## TASK TO COMPLETE
Copy each line of the data that has "speckled" in it.

______________________________

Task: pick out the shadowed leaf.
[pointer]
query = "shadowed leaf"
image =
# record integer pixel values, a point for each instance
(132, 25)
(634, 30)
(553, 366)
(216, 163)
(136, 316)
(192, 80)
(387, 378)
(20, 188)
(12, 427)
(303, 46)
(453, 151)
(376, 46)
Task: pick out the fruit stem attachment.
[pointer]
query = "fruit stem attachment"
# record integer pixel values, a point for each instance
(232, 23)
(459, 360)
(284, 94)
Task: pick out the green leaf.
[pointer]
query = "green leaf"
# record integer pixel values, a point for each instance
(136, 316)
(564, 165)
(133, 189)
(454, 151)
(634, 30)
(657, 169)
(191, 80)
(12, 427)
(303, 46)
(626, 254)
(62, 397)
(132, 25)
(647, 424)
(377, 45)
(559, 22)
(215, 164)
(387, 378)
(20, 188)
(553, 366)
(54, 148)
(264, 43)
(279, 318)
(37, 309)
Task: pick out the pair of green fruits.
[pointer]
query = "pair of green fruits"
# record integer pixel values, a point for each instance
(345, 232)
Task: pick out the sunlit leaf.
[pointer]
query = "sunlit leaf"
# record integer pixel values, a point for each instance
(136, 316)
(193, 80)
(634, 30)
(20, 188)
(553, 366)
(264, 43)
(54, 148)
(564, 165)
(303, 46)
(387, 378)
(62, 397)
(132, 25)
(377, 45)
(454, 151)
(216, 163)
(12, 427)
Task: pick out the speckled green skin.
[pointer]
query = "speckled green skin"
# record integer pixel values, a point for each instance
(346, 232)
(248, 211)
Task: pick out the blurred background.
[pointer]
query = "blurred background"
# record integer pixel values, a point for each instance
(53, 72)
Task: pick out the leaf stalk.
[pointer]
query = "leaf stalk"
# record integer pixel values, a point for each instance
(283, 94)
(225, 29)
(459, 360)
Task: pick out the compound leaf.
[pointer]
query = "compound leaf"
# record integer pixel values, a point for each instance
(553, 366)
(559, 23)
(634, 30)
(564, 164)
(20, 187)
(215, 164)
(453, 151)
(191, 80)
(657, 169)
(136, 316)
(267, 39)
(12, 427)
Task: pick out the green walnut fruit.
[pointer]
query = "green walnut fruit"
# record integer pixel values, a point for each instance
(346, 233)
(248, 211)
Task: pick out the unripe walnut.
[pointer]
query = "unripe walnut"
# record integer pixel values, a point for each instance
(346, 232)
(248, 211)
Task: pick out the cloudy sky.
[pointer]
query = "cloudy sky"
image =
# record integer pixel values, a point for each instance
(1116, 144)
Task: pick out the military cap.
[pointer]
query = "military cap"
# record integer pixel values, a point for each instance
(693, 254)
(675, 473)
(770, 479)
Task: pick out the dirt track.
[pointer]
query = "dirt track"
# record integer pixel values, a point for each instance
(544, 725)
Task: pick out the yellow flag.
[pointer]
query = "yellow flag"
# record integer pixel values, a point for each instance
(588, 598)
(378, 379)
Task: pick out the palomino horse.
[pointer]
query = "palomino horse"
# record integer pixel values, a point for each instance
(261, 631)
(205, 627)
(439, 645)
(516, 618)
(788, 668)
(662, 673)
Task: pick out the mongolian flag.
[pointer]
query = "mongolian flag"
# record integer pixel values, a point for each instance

______________________________

## RESPONSE BOX
Task: pick out the speckled green skin.
query = "speckled green skin"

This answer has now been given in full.